(Your instructions):
Would you please restate all of the data exactly?

START Data provided

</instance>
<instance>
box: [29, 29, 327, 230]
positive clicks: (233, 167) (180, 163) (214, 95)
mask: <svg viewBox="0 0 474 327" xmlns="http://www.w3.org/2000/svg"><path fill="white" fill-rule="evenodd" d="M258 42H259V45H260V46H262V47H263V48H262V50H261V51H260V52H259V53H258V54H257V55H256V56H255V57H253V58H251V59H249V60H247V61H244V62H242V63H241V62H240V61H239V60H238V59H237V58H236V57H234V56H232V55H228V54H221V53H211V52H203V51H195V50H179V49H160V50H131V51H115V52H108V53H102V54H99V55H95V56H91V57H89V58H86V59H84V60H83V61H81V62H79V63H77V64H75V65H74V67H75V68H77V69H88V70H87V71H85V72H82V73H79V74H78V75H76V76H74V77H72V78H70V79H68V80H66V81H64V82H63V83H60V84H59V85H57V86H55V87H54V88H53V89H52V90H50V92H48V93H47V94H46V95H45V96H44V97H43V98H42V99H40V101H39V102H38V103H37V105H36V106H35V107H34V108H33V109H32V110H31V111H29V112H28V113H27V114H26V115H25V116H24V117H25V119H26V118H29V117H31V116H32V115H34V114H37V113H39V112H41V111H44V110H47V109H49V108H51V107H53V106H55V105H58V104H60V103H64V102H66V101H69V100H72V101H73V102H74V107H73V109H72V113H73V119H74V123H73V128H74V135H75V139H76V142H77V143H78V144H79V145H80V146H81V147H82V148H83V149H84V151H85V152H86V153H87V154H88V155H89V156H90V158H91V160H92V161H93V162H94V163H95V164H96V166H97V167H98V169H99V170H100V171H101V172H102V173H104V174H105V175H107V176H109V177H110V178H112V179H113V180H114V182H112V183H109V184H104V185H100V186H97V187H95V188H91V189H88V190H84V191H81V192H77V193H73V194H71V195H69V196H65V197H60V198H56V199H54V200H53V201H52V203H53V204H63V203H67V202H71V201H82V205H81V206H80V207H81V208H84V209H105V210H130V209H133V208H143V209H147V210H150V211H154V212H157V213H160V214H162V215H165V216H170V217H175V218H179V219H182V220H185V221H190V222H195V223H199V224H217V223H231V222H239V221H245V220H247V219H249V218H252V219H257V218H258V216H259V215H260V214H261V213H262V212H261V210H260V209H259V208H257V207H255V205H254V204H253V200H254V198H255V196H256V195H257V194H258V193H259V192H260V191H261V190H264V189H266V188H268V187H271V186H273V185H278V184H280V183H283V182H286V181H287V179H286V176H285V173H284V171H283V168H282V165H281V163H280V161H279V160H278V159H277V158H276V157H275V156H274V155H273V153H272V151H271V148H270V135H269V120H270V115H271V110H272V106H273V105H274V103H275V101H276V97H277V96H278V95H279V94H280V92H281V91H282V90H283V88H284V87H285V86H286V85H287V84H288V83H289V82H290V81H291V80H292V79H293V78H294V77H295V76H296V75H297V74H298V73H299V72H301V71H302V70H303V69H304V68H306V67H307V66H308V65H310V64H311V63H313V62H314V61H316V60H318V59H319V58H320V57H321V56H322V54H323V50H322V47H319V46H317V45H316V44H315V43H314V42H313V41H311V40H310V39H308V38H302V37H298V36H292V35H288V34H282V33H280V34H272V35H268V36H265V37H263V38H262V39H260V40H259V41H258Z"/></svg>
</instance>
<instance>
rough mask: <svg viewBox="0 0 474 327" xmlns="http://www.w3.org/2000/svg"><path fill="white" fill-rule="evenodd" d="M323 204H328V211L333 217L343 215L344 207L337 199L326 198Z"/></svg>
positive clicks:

END Data provided

(Response to the exercise):
</instance>
<instance>
box: [29, 29, 327, 230]
positive clicks: (233, 167) (180, 163) (214, 95)
mask: <svg viewBox="0 0 474 327" xmlns="http://www.w3.org/2000/svg"><path fill="white" fill-rule="evenodd" d="M258 42H259V45H260V46H262V47H263V48H262V50H261V51H260V52H259V53H258V54H257V55H256V56H255V57H253V58H251V59H249V60H247V61H244V62H242V63H241V62H240V61H239V60H238V59H237V58H236V57H234V56H232V55H228V54H221V53H211V52H203V51H195V50H179V49H160V50H131V51H115V52H108V53H102V54H99V55H95V56H91V57H89V58H86V59H84V60H83V61H81V62H79V63H77V64H75V65H74V67H75V68H77V69H88V70H87V71H85V72H82V73H79V74H78V75H76V76H74V77H72V78H70V79H68V80H66V81H64V82H63V83H60V84H59V85H57V86H55V87H54V88H53V89H52V90H50V92H48V93H47V94H46V95H45V96H44V97H43V98H42V99H40V101H39V102H38V103H37V105H36V106H35V107H34V108H33V109H32V110H31V111H29V112H28V113H27V114H26V115H25V116H24V117H25V119H26V118H29V117H31V116H32V115H34V114H37V113H39V112H41V111H44V110H47V109H49V108H51V107H53V106H55V105H58V104H60V103H64V102H66V101H69V100H72V101H73V102H74V107H73V109H72V113H73V119H74V123H73V128H74V135H75V139H76V142H77V143H78V144H79V145H80V146H81V147H82V148H83V149H84V151H85V152H86V153H87V154H88V155H89V156H90V158H91V160H92V161H93V162H94V163H95V164H96V166H97V167H98V169H99V170H100V171H101V172H102V173H104V174H105V175H107V176H109V177H110V178H112V179H113V180H114V182H112V183H109V184H104V185H100V186H97V187H95V188H91V189H88V190H84V191H81V192H77V193H73V194H71V195H69V196H65V197H60V198H56V199H54V200H53V201H52V203H53V204H63V203H67V202H71V201H82V205H81V206H80V207H81V208H84V209H105V210H130V209H133V208H143V209H147V210H150V211H154V212H157V213H160V214H162V215H165V216H170V217H175V218H179V219H182V220H185V221H190V222H195V223H199V224H217V223H231V222H239V221H245V220H247V219H249V218H252V219H257V218H258V216H259V215H260V214H261V213H262V212H261V210H260V209H259V208H257V207H255V205H254V204H253V200H254V198H255V196H256V195H257V194H258V193H259V192H260V191H261V190H264V189H266V188H268V187H271V186H273V185H278V184H280V183H283V182H286V181H287V179H286V176H285V173H284V171H283V168H282V165H281V163H280V161H279V160H278V159H277V158H276V157H275V156H274V155H273V153H272V151H271V148H270V135H269V120H270V115H271V110H272V106H273V105H274V103H275V101H276V97H277V96H278V95H279V94H280V92H281V91H282V90H283V88H284V87H285V86H286V85H287V84H288V83H289V82H290V81H291V80H292V79H293V78H294V77H295V76H296V75H297V74H298V73H299V72H301V71H302V70H303V69H304V68H306V67H307V66H308V65H310V64H311V63H313V62H314V61H316V60H318V59H319V58H320V57H321V56H322V54H323V50H322V47H319V46H317V45H316V44H315V43H314V42H313V41H311V40H310V39H308V38H302V37H298V36H292V35H288V34H282V33H280V34H272V35H268V36H265V37H263V38H262V39H260V40H259V41H258Z"/></svg>
</instance>
<instance>
rough mask: <svg viewBox="0 0 474 327" xmlns="http://www.w3.org/2000/svg"><path fill="white" fill-rule="evenodd" d="M323 204H328V211L333 217L343 215L344 207L337 199L326 198Z"/></svg>
positive clicks:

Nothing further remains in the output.